• Task directions:
Give every entry again, exactly.

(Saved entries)
★ ★ ★ ★ ★ ★ ★

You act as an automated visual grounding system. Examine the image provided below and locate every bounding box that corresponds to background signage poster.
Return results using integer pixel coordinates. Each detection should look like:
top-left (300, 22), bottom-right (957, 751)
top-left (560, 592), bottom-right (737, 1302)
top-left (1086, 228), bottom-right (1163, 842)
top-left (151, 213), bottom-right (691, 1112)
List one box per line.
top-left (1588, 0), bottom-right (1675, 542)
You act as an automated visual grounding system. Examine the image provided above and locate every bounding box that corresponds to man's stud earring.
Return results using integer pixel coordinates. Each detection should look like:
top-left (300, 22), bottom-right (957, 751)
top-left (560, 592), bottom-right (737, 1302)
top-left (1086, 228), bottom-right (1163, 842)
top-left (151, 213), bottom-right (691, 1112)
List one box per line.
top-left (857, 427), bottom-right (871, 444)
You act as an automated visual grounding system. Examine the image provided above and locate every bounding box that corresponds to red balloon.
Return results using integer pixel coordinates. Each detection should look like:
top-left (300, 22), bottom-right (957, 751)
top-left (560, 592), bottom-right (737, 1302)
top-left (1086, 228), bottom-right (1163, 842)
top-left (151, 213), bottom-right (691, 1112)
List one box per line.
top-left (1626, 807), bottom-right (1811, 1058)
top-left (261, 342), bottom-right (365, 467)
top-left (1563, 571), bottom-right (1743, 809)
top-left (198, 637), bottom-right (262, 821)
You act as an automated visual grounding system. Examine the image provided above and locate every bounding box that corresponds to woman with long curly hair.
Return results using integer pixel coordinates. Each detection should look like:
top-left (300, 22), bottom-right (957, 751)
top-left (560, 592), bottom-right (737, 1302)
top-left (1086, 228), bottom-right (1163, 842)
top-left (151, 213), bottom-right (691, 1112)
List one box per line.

★ ★ ★ ★ ★ ★ ★

• Answer to the exercise:
You act as an automated visual grounding system. Examine the image provided below and locate every bounding box that corresponds to background signage poster.
Return results using integer pixel coordinates. Each detection should look like:
top-left (300, 22), bottom-right (957, 751)
top-left (560, 592), bottom-right (737, 1302)
top-left (1086, 228), bottom-right (1163, 842)
top-left (151, 213), bottom-right (691, 1112)
List one box per line.
top-left (1588, 0), bottom-right (1675, 542)
You act as an automated visual grounding system. Examine the image provided above and locate every bounding box that corresponds to man's stud earring.
Return results using integer pixel coordinates. Each detection should look like:
top-left (300, 22), bottom-right (957, 751)
top-left (560, 592), bottom-right (737, 1302)
top-left (1086, 228), bottom-right (1163, 842)
top-left (151, 213), bottom-right (691, 1112)
List one box per line.
top-left (857, 427), bottom-right (871, 444)
You act as an automated visual grounding system. Examine the image provided above and locate every bounding box that corresponds to red balloon.
Return results using integer pixel coordinates. Each detection should look like:
top-left (300, 22), bottom-right (957, 751)
top-left (560, 592), bottom-right (737, 1302)
top-left (1086, 228), bottom-right (1163, 842)
top-left (151, 213), bottom-right (691, 1112)
List one box per line.
top-left (1626, 807), bottom-right (1811, 1058)
top-left (261, 342), bottom-right (365, 467)
top-left (1563, 571), bottom-right (1743, 809)
top-left (198, 637), bottom-right (262, 821)
You act as an automated visual grounding system. Examine the image provided above and locate every bounding box that corresponds to woman with long curly hair.
Return results using integer pixel coordinates. Each detection should look like:
top-left (300, 22), bottom-right (957, 751)
top-left (560, 592), bottom-right (737, 1302)
top-left (1086, 228), bottom-right (1163, 842)
top-left (151, 213), bottom-right (691, 1112)
List one box per line.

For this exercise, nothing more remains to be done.